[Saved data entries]
· · · · ·

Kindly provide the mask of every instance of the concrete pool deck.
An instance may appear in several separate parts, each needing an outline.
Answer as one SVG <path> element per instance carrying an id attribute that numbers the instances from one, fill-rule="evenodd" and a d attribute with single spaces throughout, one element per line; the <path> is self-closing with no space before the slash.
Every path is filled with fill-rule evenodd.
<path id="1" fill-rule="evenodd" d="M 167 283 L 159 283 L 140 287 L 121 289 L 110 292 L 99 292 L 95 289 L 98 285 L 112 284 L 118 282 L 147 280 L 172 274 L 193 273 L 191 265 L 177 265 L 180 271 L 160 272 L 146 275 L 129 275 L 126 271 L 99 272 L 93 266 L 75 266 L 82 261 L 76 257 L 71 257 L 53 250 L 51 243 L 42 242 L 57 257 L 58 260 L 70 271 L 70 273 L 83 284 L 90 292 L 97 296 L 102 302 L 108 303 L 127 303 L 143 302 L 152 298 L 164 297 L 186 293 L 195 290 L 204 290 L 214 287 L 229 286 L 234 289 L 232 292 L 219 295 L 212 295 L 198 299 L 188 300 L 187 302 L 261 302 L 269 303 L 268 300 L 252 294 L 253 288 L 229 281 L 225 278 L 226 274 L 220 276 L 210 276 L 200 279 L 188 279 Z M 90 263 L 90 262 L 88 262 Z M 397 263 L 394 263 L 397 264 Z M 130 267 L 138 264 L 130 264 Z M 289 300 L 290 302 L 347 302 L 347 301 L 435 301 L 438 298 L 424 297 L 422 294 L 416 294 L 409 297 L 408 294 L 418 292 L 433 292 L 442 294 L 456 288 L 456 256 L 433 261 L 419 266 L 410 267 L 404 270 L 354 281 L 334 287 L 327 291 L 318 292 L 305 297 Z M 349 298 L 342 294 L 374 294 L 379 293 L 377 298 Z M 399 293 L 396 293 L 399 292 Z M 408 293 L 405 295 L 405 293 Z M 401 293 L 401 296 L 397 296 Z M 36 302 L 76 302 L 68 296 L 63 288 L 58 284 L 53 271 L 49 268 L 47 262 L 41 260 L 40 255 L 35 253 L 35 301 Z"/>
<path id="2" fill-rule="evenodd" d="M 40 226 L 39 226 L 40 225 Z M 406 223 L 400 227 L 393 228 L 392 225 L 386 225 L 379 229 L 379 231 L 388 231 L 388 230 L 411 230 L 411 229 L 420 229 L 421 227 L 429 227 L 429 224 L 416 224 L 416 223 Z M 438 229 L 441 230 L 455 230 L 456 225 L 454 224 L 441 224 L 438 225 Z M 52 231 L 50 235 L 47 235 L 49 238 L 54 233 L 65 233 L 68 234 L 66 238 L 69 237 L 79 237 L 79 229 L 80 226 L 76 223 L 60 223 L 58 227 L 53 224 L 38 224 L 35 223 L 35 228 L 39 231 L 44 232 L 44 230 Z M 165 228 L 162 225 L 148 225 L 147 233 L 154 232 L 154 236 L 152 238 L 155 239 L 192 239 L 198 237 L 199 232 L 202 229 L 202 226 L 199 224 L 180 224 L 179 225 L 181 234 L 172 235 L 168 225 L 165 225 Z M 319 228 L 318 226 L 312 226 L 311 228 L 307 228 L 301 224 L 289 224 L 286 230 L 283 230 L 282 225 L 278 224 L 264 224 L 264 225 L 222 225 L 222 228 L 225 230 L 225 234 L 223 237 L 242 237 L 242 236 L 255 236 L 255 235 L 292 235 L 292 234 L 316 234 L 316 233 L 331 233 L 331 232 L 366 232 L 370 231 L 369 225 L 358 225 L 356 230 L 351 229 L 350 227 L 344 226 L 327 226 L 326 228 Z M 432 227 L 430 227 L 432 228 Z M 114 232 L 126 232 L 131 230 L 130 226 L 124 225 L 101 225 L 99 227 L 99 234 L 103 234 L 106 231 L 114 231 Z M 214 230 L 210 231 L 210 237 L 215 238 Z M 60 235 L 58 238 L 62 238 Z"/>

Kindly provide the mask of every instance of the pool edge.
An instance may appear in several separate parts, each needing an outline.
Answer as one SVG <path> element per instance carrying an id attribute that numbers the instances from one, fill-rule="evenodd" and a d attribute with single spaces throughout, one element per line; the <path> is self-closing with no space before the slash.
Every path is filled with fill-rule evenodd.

· · · · ·

**Exercise requirements**
The data must be duplicated exactly, with nothing left out.

**Answer for the task**
Kindly provide the mask of every instance of the concrete pool deck.
An instance may appear in several separate parts, each needing an outline.
Answer as one SVG <path> element per instance carrying an id attribute that numbers the instances from one, fill-rule="evenodd" and a d attribute with single spaces throughout, one element per line; the <path> is self-closing with no space before the slash.
Every path is filled with fill-rule evenodd.
<path id="1" fill-rule="evenodd" d="M 167 283 L 159 283 L 140 287 L 121 289 L 110 292 L 99 292 L 95 289 L 98 285 L 112 284 L 118 282 L 147 280 L 172 274 L 193 273 L 191 265 L 177 265 L 180 271 L 160 272 L 146 275 L 129 275 L 126 271 L 99 272 L 93 266 L 75 266 L 82 261 L 76 257 L 71 257 L 53 250 L 51 243 L 42 242 L 57 257 L 58 260 L 70 271 L 70 273 L 83 284 L 90 292 L 97 296 L 102 302 L 108 303 L 127 303 L 143 302 L 152 298 L 164 297 L 186 293 L 195 290 L 204 290 L 214 287 L 229 286 L 234 289 L 232 292 L 219 295 L 212 295 L 198 299 L 188 300 L 187 302 L 261 302 L 269 303 L 268 300 L 252 294 L 253 288 L 229 281 L 225 278 L 226 274 L 220 276 L 210 276 L 200 279 L 188 279 Z M 90 263 L 90 262 L 88 262 Z M 397 263 L 394 263 L 397 264 Z M 130 267 L 138 264 L 130 264 Z M 289 300 L 290 302 L 347 302 L 347 301 L 435 301 L 438 298 L 424 297 L 422 294 L 416 294 L 409 297 L 408 294 L 418 292 L 433 292 L 442 294 L 456 288 L 456 256 L 433 261 L 419 266 L 410 267 L 404 270 L 354 281 L 334 287 L 327 291 L 318 292 L 305 297 Z M 349 298 L 342 294 L 374 294 L 379 293 L 377 298 Z M 399 293 L 396 293 L 399 292 Z M 408 293 L 405 295 L 405 293 Z M 401 293 L 401 296 L 397 296 Z M 36 302 L 76 302 L 68 296 L 63 288 L 58 284 L 53 271 L 49 268 L 47 262 L 41 260 L 40 255 L 35 253 L 35 301 Z"/>
<path id="2" fill-rule="evenodd" d="M 40 226 L 39 226 L 40 225 Z M 406 223 L 400 227 L 393 228 L 392 225 L 386 225 L 379 229 L 379 231 L 388 231 L 388 230 L 411 230 L 411 229 L 420 229 L 421 227 L 429 227 L 429 224 L 416 224 L 416 223 Z M 438 229 L 441 230 L 455 230 L 456 225 L 454 224 L 441 224 L 438 225 Z M 52 231 L 50 235 L 47 235 L 49 238 L 54 233 L 65 233 L 68 234 L 66 238 L 69 237 L 79 237 L 79 229 L 80 226 L 76 223 L 60 223 L 58 227 L 53 224 L 38 224 L 35 223 L 35 228 L 39 231 L 44 232 L 44 230 Z M 165 228 L 162 225 L 148 225 L 147 233 L 154 232 L 154 236 L 152 238 L 155 239 L 192 239 L 198 237 L 199 232 L 202 229 L 202 226 L 199 224 L 180 224 L 179 225 L 181 234 L 172 235 L 168 225 L 165 225 Z M 319 228 L 318 226 L 312 226 L 311 228 L 307 228 L 301 224 L 289 224 L 286 230 L 283 230 L 282 225 L 278 224 L 264 224 L 264 225 L 222 225 L 222 228 L 225 230 L 225 234 L 223 237 L 242 237 L 242 236 L 255 236 L 255 235 L 292 235 L 292 234 L 316 234 L 316 233 L 331 233 L 331 232 L 366 232 L 370 231 L 369 225 L 358 225 L 356 230 L 351 229 L 350 227 L 344 226 L 327 226 L 326 228 Z M 432 227 L 430 227 L 432 228 Z M 114 232 L 126 232 L 131 230 L 130 226 L 124 225 L 101 225 L 99 227 L 99 234 L 103 234 L 106 231 L 114 231 Z M 214 230 L 210 231 L 210 237 L 215 238 Z M 60 235 L 58 238 L 62 238 Z"/>

Kindly provide the mask of every instance of the pool edge.
An instance may appear in several separate parts, each needing an outline.
Answer as one SVG <path> element per instance carrying an id attribute that numbers the instances from one, fill-rule="evenodd" and a d attribute with single spaces throughout, one element per line; the <path> is self-closing with no space before the slash.
Every path is filled with fill-rule evenodd.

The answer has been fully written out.